(DATASET CONTENT)

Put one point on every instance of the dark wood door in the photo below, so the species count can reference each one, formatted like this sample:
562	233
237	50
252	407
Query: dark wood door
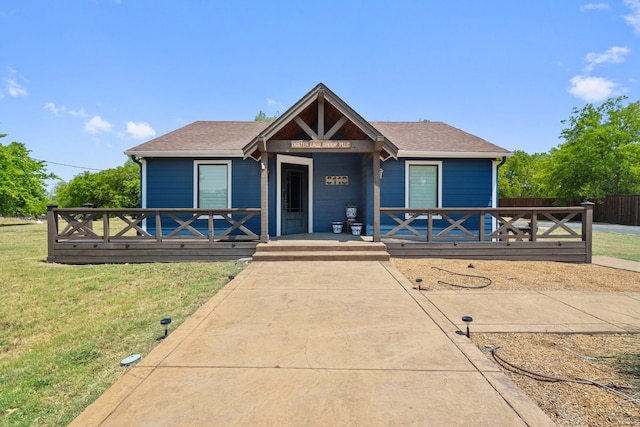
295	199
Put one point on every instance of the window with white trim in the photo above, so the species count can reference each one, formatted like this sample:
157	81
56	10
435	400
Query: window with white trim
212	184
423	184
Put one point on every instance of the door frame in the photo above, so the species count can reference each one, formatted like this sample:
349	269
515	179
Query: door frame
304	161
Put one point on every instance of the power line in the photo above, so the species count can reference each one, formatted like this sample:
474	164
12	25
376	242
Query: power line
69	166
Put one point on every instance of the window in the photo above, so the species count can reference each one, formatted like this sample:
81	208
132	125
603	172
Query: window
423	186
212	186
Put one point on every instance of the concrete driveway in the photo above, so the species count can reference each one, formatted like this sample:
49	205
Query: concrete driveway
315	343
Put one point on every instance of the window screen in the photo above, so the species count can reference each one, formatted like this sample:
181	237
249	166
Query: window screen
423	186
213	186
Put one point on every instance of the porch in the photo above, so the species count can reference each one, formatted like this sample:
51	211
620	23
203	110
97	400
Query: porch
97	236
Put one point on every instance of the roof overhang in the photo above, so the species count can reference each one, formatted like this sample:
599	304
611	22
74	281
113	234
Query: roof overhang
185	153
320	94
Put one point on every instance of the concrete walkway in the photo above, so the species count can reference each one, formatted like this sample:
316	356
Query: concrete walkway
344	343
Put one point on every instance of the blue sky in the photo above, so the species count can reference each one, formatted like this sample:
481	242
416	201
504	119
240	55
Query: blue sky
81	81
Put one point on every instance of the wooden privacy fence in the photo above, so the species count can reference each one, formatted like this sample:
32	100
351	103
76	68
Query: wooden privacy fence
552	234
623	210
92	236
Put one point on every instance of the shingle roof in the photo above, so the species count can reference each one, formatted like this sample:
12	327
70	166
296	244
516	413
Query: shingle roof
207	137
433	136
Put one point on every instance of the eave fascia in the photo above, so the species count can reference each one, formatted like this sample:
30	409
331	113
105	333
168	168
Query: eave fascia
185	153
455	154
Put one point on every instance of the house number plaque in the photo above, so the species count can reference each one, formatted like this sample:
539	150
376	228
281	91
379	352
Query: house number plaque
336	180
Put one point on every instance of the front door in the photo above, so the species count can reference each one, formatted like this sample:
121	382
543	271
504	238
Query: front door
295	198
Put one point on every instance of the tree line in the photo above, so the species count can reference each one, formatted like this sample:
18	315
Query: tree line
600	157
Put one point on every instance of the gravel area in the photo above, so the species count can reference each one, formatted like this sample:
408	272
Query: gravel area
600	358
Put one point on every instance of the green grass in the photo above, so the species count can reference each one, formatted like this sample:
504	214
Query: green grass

(End DATASET CONTENT)

PROBLEM DETAILS
Collect from the data above every line that includes "grass".

REPLY TO THE TASK
Put one point on every instance of the green grass in the photo above, so the species count can reference each one, formatted like this sample:
Query: green grass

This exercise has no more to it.